■ Your instructions ■
Count the lines in the items below that contain the string "rough", treating uppercase and lowercase as distinct, and state only the resulting number.

■ Recorded information ■
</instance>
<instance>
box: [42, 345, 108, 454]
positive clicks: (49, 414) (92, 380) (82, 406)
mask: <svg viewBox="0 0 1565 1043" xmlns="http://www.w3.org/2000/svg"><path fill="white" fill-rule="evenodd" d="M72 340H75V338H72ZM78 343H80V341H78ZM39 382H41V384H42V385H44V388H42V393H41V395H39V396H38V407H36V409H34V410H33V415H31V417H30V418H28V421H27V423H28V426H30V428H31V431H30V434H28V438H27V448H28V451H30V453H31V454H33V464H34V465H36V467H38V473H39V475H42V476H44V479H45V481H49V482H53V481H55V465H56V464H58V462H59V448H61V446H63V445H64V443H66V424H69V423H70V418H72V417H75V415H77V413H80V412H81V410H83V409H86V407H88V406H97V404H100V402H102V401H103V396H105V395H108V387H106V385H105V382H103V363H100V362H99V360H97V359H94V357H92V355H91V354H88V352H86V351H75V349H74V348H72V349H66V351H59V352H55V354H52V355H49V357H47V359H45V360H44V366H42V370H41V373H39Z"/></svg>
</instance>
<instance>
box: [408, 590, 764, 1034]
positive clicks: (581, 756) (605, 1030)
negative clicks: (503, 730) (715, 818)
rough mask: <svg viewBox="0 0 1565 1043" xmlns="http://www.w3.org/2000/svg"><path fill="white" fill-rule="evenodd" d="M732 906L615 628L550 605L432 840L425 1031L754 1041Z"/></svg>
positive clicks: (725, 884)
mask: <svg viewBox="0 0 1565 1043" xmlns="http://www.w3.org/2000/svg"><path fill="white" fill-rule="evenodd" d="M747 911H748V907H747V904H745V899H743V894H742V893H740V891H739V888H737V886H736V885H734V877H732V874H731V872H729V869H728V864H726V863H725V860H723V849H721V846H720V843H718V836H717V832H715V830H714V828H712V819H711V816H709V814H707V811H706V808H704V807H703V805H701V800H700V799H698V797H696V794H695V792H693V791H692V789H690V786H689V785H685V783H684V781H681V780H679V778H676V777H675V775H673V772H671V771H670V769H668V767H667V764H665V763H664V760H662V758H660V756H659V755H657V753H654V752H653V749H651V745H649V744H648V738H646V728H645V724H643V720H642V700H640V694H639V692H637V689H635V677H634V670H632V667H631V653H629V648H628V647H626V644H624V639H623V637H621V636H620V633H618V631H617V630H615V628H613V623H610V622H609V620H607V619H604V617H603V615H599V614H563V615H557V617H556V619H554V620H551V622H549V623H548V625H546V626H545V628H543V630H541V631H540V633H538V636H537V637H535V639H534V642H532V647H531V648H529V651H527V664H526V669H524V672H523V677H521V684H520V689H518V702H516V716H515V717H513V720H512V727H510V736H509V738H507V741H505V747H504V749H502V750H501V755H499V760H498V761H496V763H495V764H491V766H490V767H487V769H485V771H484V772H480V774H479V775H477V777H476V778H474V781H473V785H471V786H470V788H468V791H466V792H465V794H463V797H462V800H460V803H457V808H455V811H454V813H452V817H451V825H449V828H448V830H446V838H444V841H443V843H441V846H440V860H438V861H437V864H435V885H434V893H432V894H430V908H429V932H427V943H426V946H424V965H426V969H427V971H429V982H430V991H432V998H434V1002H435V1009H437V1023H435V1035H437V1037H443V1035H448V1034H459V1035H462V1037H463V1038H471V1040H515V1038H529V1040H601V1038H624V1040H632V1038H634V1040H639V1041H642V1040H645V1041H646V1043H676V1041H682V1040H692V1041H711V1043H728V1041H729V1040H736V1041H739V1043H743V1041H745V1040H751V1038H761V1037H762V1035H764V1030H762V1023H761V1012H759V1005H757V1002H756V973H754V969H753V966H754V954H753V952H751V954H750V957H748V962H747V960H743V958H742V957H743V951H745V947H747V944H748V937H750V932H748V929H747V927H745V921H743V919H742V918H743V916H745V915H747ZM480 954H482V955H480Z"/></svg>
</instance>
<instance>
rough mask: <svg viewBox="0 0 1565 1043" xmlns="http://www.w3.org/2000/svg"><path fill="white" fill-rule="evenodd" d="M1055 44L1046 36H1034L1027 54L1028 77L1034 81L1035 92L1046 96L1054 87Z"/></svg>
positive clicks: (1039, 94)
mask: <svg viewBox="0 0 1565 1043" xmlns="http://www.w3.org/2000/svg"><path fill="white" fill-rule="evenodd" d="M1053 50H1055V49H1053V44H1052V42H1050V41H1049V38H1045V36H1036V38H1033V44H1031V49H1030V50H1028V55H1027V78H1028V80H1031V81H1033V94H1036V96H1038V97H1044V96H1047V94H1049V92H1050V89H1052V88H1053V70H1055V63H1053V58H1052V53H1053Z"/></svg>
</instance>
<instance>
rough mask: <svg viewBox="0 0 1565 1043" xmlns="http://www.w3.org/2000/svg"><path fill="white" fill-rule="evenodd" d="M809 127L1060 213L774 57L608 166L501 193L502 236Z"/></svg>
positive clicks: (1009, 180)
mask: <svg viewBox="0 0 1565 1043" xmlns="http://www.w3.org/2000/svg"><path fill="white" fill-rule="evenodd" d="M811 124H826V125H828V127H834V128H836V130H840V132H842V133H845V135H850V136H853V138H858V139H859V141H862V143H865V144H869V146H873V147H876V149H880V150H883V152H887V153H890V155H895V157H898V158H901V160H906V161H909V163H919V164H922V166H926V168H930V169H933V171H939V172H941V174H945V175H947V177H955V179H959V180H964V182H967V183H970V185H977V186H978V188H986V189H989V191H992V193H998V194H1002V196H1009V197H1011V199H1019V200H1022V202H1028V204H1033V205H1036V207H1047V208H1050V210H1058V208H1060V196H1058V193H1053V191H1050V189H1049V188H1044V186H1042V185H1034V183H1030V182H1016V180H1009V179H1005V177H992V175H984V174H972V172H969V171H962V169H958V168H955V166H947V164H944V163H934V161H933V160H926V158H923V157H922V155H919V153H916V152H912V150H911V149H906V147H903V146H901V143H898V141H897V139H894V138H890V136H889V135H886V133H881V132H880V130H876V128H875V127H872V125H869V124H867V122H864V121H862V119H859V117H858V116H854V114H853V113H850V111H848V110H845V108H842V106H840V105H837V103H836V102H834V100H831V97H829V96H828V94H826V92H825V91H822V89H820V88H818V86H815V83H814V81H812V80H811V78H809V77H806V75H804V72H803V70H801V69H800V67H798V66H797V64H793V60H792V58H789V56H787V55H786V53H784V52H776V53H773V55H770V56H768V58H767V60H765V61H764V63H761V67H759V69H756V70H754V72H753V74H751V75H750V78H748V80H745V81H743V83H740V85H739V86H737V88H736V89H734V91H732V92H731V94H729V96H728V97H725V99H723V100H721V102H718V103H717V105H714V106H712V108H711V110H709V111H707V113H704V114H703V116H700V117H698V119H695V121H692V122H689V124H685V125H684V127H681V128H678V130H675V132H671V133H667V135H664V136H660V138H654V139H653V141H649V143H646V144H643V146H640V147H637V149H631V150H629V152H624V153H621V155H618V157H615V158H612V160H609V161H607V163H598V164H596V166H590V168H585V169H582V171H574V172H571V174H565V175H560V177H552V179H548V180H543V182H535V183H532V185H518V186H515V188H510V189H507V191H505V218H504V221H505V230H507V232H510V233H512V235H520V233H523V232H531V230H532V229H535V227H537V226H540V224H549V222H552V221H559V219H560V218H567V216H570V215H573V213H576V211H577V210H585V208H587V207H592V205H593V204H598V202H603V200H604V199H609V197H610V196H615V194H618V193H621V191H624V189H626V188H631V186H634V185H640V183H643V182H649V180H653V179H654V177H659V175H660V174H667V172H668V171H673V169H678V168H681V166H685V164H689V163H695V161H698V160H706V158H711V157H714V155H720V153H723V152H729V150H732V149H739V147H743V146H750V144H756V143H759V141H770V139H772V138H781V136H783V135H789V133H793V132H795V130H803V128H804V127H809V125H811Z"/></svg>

■ Answer space ■
3